Instructions to follow: From the records below, extract all the text exactly and leave the images behind.
>> BEGIN Input material
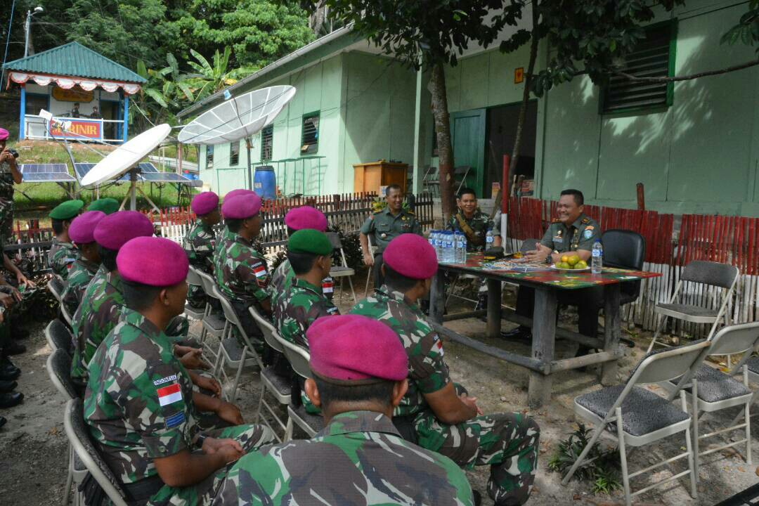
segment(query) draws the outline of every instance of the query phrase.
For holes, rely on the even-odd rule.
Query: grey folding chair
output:
[[[729,316],[726,313],[726,310],[732,297],[732,292],[735,289],[738,275],[737,267],[716,262],[696,260],[685,266],[669,302],[666,304],[657,304],[653,308],[653,312],[662,315],[662,317],[657,326],[657,331],[653,334],[653,338],[651,339],[651,344],[648,346],[648,351],[653,348],[659,333],[664,328],[667,318],[672,317],[691,323],[712,324],[707,338],[714,335],[714,332],[720,324],[720,319],[723,316],[725,317],[725,324],[728,325]],[[699,283],[703,284],[706,289],[708,289],[709,287],[719,289],[722,292],[722,303],[720,305],[720,308],[714,310],[688,304],[682,300],[683,296],[681,295],[681,292],[683,283],[686,281]],[[663,343],[659,344],[664,345]]]
[[[229,322],[229,332],[227,332],[227,336],[222,341],[219,354],[216,359],[216,364],[214,366],[213,369],[215,372],[221,372],[226,376],[226,372],[224,371],[225,366],[230,366],[237,369],[231,391],[229,394],[229,398],[234,399],[237,394],[237,388],[240,383],[240,376],[242,375],[243,368],[245,366],[258,366],[259,369],[263,371],[263,363],[261,361],[261,358],[258,356],[258,354],[256,353],[256,350],[253,347],[253,343],[245,332],[245,329],[243,328],[240,318],[235,313],[235,308],[232,307],[231,303],[222,294],[217,287],[214,286],[213,290],[214,291],[214,297],[219,299],[219,302],[222,304],[222,309],[224,310],[224,316]],[[241,347],[240,341],[235,336],[234,328],[237,329],[238,334],[242,339]]]
[[[283,347],[282,344],[279,342],[277,336],[279,335],[276,328],[274,328],[269,320],[262,316],[258,311],[256,310],[255,307],[252,306],[248,308],[250,312],[250,315],[253,316],[254,319],[256,320],[256,323],[258,324],[258,328],[261,329],[263,333],[263,339],[266,341],[266,344],[272,347],[275,351],[279,351],[282,354]],[[274,410],[274,407],[271,406],[268,402],[266,402],[266,392],[268,391],[272,394],[277,402],[279,403],[281,406],[287,407],[290,404],[290,392],[291,392],[291,379],[289,376],[282,376],[277,374],[276,367],[273,366],[266,367],[261,371],[261,398],[258,401],[258,410],[256,411],[256,420],[254,423],[258,423],[260,421],[264,423],[267,427],[272,429],[274,433],[274,437],[277,438],[280,443],[282,442],[282,438],[277,434],[277,432],[272,426],[272,424],[266,420],[266,417],[262,416],[261,412],[266,408],[266,411],[271,415],[272,418],[277,423],[279,428],[282,429],[285,432],[287,432],[287,424],[282,421],[282,416]]]
[[[308,351],[297,344],[293,344],[290,341],[282,339],[281,337],[279,342],[282,343],[285,357],[290,362],[295,374],[304,379],[310,378],[311,368],[308,365],[310,356],[308,354]],[[287,407],[287,430],[285,432],[285,441],[292,439],[293,424],[302,429],[310,438],[313,438],[317,435],[317,432],[324,428],[324,418],[321,415],[312,415],[307,412],[306,407],[303,404],[295,407],[291,402],[290,405]]]
[[[336,232],[327,232],[327,237],[335,250],[340,252],[340,265],[332,266],[329,269],[329,275],[332,278],[340,279],[340,297],[342,298],[342,280],[348,278],[348,284],[351,285],[351,294],[353,296],[353,303],[358,302],[356,298],[356,292],[353,289],[353,276],[355,275],[355,269],[348,266],[348,261],[345,259],[345,252],[342,249],[342,242],[340,240],[340,234]]]
[[[74,354],[74,336],[63,322],[55,318],[45,327],[45,338],[50,349],[62,350],[69,358]]]
[[[84,423],[84,407],[81,399],[71,399],[66,404],[63,426],[74,451],[108,498],[114,506],[127,506],[126,494],[121,483],[106,464],[90,436],[90,431]]]
[[[61,396],[67,401],[78,398],[77,390],[71,382],[71,357],[65,351],[58,348],[54,350],[48,357],[47,371],[55,389],[58,390]],[[66,486],[63,491],[63,504],[68,506],[69,495],[71,492],[71,485],[74,485],[74,490],[79,488],[79,484],[82,482],[87,476],[87,470],[84,467],[81,460],[77,458],[71,445],[68,445],[68,472],[66,474]],[[80,495],[74,492],[74,504],[77,506],[80,503]]]
[[[690,475],[691,496],[695,498],[696,473],[690,435],[691,416],[688,413],[685,391],[680,391],[681,405],[679,408],[666,399],[638,385],[660,383],[681,376],[680,382],[684,384],[688,379],[687,373],[696,361],[703,358],[704,352],[709,345],[708,342],[700,342],[650,355],[638,363],[626,384],[606,387],[575,398],[575,415],[592,422],[595,429],[580,457],[564,476],[562,484],[568,482],[603,430],[616,429],[627,506],[630,506],[634,496],[688,474]],[[628,472],[628,445],[644,446],[682,432],[685,432],[686,451],[684,453],[635,473]],[[631,492],[631,478],[686,457],[688,470]]]
[[[696,476],[698,476],[698,458],[702,455],[720,451],[726,448],[745,443],[746,463],[751,464],[751,432],[749,418],[753,393],[748,388],[749,369],[747,362],[751,352],[759,346],[759,322],[734,325],[722,328],[711,340],[707,355],[731,355],[743,354],[743,360],[739,362],[728,373],[701,363],[694,369],[689,383],[683,388],[691,393],[691,409],[693,411],[693,451],[695,456]],[[739,370],[743,371],[743,381],[736,380],[733,376]],[[670,379],[661,384],[664,388],[672,391],[677,388],[677,380]],[[709,432],[699,434],[699,412],[713,413],[735,406],[743,407],[744,421],[735,423],[733,420],[729,426]],[[701,441],[720,434],[744,429],[745,438],[711,448],[700,451]]]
>> END Input material
Solution to the problem:
segment(query) draws the outline of every instance of the query phrase.
For holes, rely on the even-odd rule.
Query: grey folding chair
output:
[[[729,316],[726,313],[726,310],[732,297],[732,292],[735,289],[738,275],[737,267],[716,262],[696,260],[685,266],[669,302],[666,304],[657,304],[653,308],[653,312],[662,315],[662,317],[657,326],[657,331],[653,334],[653,338],[651,339],[651,344],[648,346],[648,351],[653,348],[659,333],[664,328],[667,318],[672,317],[691,323],[712,324],[707,338],[714,335],[714,332],[720,324],[720,319],[723,316],[725,317],[725,324],[728,325]],[[699,283],[703,284],[706,289],[708,289],[709,287],[719,289],[722,292],[722,303],[720,305],[720,308],[714,310],[688,304],[682,300],[683,296],[681,295],[681,292],[683,283],[686,281]],[[663,343],[659,344],[664,345]]]
[[[229,322],[229,332],[227,332],[227,336],[222,341],[219,354],[216,359],[216,364],[214,366],[213,369],[215,372],[221,372],[226,376],[226,372],[224,371],[225,366],[230,366],[237,369],[231,391],[229,394],[229,398],[234,399],[237,394],[237,388],[240,383],[240,376],[242,375],[243,368],[245,366],[258,366],[259,369],[263,371],[263,363],[261,361],[261,358],[258,356],[258,354],[256,353],[256,350],[253,347],[253,343],[245,332],[245,329],[243,328],[240,318],[235,313],[235,308],[232,307],[231,303],[222,294],[217,287],[214,286],[213,290],[214,291],[214,297],[219,299],[219,302],[222,304],[222,309],[224,310],[224,316]],[[241,347],[240,341],[235,336],[234,328],[237,329],[238,334],[242,339]]]
[[[283,347],[282,344],[279,342],[277,336],[279,335],[276,328],[274,328],[269,320],[262,316],[258,311],[256,310],[255,307],[252,306],[248,308],[250,312],[250,315],[253,316],[254,319],[256,320],[256,323],[258,324],[258,328],[261,329],[263,333],[263,339],[266,341],[266,344],[272,347],[275,351],[279,351],[282,354]],[[274,410],[274,407],[271,406],[268,402],[266,402],[266,392],[268,391],[272,394],[277,402],[279,403],[281,406],[287,407],[290,404],[290,392],[291,392],[291,379],[289,376],[282,376],[277,374],[276,367],[273,366],[266,367],[261,371],[261,398],[258,401],[258,410],[256,411],[256,420],[254,423],[258,423],[260,421],[264,423],[267,427],[272,429],[274,433],[274,437],[277,438],[280,443],[282,442],[282,438],[277,434],[277,432],[272,426],[272,424],[266,420],[266,417],[262,416],[261,412],[266,408],[266,411],[271,415],[272,418],[277,423],[279,428],[282,429],[285,432],[287,432],[287,424],[282,421],[282,416]]]
[[[308,351],[297,344],[293,344],[290,341],[282,339],[281,337],[279,342],[282,343],[285,357],[290,362],[295,374],[304,379],[310,378],[311,368],[308,365],[310,356],[308,354]],[[287,407],[287,430],[285,432],[285,441],[292,439],[293,424],[302,429],[310,438],[313,438],[317,435],[317,432],[324,428],[324,418],[321,415],[312,415],[307,412],[306,407],[303,404],[295,407],[291,402],[290,405]]]
[[[336,232],[327,232],[327,237],[335,250],[340,252],[340,265],[332,266],[329,269],[329,275],[332,278],[340,279],[340,297],[342,298],[342,280],[348,278],[348,284],[351,285],[351,294],[353,296],[353,303],[358,302],[356,298],[356,292],[353,289],[353,276],[355,275],[355,269],[348,266],[348,261],[345,259],[345,252],[342,249],[342,242],[340,240],[340,234]]]
[[[74,354],[74,336],[63,322],[55,318],[45,327],[45,338],[50,349],[62,350],[69,358]]]
[[[84,423],[84,407],[81,399],[71,399],[66,404],[63,426],[74,451],[108,498],[114,506],[127,506],[126,494],[121,483],[106,464],[90,436],[90,431]]]
[[[61,396],[67,401],[78,398],[77,390],[71,382],[71,357],[65,351],[58,348],[54,350],[48,357],[47,371],[55,389],[58,390]],[[66,486],[63,491],[63,504],[68,506],[69,495],[71,492],[71,485],[74,485],[74,490],[79,488],[79,484],[82,482],[87,476],[87,470],[84,467],[81,460],[77,458],[71,445],[68,445],[68,472],[66,474]],[[80,495],[74,492],[74,504],[77,506],[80,503]]]
[[[690,475],[691,496],[695,498],[696,473],[690,435],[691,416],[688,413],[685,391],[680,391],[681,405],[679,408],[666,399],[638,385],[660,383],[681,376],[680,382],[684,384],[688,379],[687,373],[696,361],[703,358],[704,352],[709,345],[708,342],[700,342],[650,355],[638,363],[626,384],[606,387],[575,398],[575,415],[592,422],[595,429],[580,457],[564,476],[562,484],[568,482],[603,430],[616,429],[627,506],[630,506],[634,496],[688,474]],[[628,472],[628,445],[644,446],[682,432],[685,432],[686,451],[684,453],[635,473]],[[631,492],[631,478],[686,457],[688,470]]]
[[[696,476],[698,476],[698,458],[702,455],[720,451],[726,448],[745,443],[746,463],[751,464],[751,432],[749,418],[753,393],[748,388],[749,369],[747,362],[751,352],[759,346],[759,322],[734,325],[722,328],[711,340],[707,355],[731,355],[743,354],[743,360],[739,362],[728,373],[701,363],[694,369],[689,383],[683,388],[691,393],[691,409],[693,411],[693,451],[695,456]],[[739,370],[743,371],[743,381],[736,380],[733,376]],[[670,379],[661,384],[664,388],[672,391],[677,388],[677,380]],[[709,432],[699,434],[699,412],[713,413],[735,406],[743,407],[744,421],[735,423],[733,420],[729,426]],[[701,441],[720,434],[744,429],[745,438],[711,448],[700,451]]]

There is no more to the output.